======== Supplied passage ========

The Previous Opinion Issued February 14, 1985, is Hereby Withdrawn and this Opinion is Substituted Therefor.
ON REHEARING
DONALDSON, Chief Justice.
On June 13, 1967, plaintiff-appellant, Ross Clark appeared at a Montpelier City Council meeting. Clark owned several undeveloped lots on "M" Hill in Montpelier, and he sought to have an access road constructed to these lots. It was agreed that Clark would grade the proposed access road and that the city would apply the gravel.
On January 16, 1968, the Montpelier City Council passed Ordinance No. 428. The ordinance authorized the conveyance of a parcel of undeveloped property formerly dedicated as a public street, in exchange for an air compressor owned by Ivan Phelps. The property was subsequently conveyed to Donald Kunz, who was a city councilman at the time the ordinance was passed. Kunz then constructed a home on the property.
The property conveyed pursuant to Ordinance No. 428 overlapped the property which was to be used as an access road to Clark's undeveloped lots. In fact, the home which Kunz constructed had an open-ended carport extending out from the east end of the house onto a portion of the proposed access road.
After learning of the passage of Ordinance No. 428, Clark protested and offered to purchase the property for $3,000. The offer was refused. Because relocation of the access route may be economically unfeasible, Clark claims that he has been unable to develop the lots which he owns on "M" Hill.
In June of 1971, Clark filed a complaint against the City Councilmen of Montpelier. The complaint prays that the court,
In July of 1974, Clark moved for partial summary judgment. He sought a determination that the ordinance and subsequent conveyance of the property were void as a matter of law. Thereafter, the defendants moved for summary judgment based on Clark's failure to join the city of Montpelier as an indispensable party. The defendants also alleged that the plaintiff's complaint failed to state a claim upon which relief could be granted.
In a Memorandum Decision dated January 4, 1978, the court held the ordinance void by reason of the defendants' failure to comply with I.C. § 50-311, and granted Clark's motion for partial summary judgment. (I.C. § 50-311 provides that streets which are vacated shall revert to the owner of the adjacent real estate.) A formal order in conformance with that decision was issued March 2, 1978.
A trial on all the remaining issues was set for November 30, 1979. On November 16, 1979, the defendants again moved for summary judgment, claiming that all issues in the case had been resolved by the court's earlier order. In response, Clark moved to amend his complaint to more specifically detail the relief sought. By Memorandum Decision and Order dated May 9, 1980, the district court denied Clark's motion to amend the complaint and granted defendants' motion for summary judgment holding that the relief sought in Clark's complaint was fully granted by the court's earlier order on Clark's motion for partial summary judgment.

========

Given instruction 1 – Write out the part of the court opinion above, starting at the words "In June of 1971, Clark" and ending after the words "could be granted.".
Given instruction 2 – Continue the court opinion from its final sentence.

======== Dataset ========

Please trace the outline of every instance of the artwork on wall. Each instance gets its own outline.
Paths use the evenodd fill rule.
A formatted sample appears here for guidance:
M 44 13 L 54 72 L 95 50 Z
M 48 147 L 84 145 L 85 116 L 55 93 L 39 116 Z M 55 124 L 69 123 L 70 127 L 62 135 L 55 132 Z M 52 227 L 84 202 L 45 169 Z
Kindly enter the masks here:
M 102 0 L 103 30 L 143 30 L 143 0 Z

========

Expected answer 1 –
In June of 1971, Clark filed a complaint against the City Councilmen of Montpelier. The complaint prays that the court,
In July of 1974, Clark moved for partial summary judgment. He sought a determination that the ordinance and subsequent conveyance of the property were void as a matter of law. Thereafter, the defendants moved for summary judgment based on Clark's failure to join the city of Montpelier as an indispensable party. The defendants also alleged that the plaintiff's complaint failed to state a claim upon which relief could be granted.

Expected answer 2 –
On appeal, Clark asserts that the March 2, 1978, order did not grant all the relief requested in his original complaint. He further asserts that the court abused its discretion in denying his motion to amend the complaint to further detail the relief sought. We will address each assertion in the order stated.
I
We begin our discussion by noting that technical rules of pleading have long been abandoned in this state. Rauh v. Oliver, 10 Idaho 3, 9, 77 P. 20, 21-22 (1904). The general policy behind the current rules of civil procedure is to provide every litigant with his or her day in court. Sines v. Blaser, 98 Idaho 435, 437, 566 P.2d 758, 760 (1977). The rules are to be construed to secure a just, speedy and inexpensive determination of every action or proceeding. I.R.C.P. 1(a). The purpose of a complaint is to inform the defendant of the material facts upon which the plaintiff bases his action. Fox v. Cosgriff, 64 Idaho 448, 454, 133 P.2d 930, 932-33 (1943). A complaint need only contain a concise statement of the facts constituting the cause of action and a demand for relief. I.R.C.P. 8(a)(1); Stone v. Bradshaw, 64 Idaho 152, 157, 128 P.2d 844, 846 (1942).
With these considerations in mind, we turn to the complaint at issue. Clark's complaint, as quoted above, asked the court to declare Ordinance No. 428 and the subsequent conveyance void, to resolve the controversy between the litigants, to declare the duties of the defendant concerning the controversy, to order the defendants to carry out their respective duties, and to grant all other relief to which Clark was found to be legally entitled. The district court's order of March 2, 1978 provided the following relief:
It is clear that the order did not grant all the relief prayed for in the complaint. Clark's complaint did not merely seek a determination that the ordinance and subsequent conveyance were void. It sought to have the controversy resolved. The complaint specifically asks the court to declare the duties of the defendants with respect to their improper conduct and to provide Clark with whatever relief he is legally entitled to. As it now stands, the district court's decision has left Clark with a bundle of rights and no legal remedies to secure those rights. It appears from the record and arguments before this Court that nothing has been done to ultimately resolve this controversy. Although the ordinance and conveyance have been held invalid, Kunz' carport is still encroaching onto a dedicated public street and Clark is still without access to his property. Under such circumstances, it cannot be said that Clark has received all the relief prayed for, or, in fact, any relief at all. We therefore hold that the district court erred in determining that Clark had received all the relief prayed for and in granting defendants' motion for summary judgment.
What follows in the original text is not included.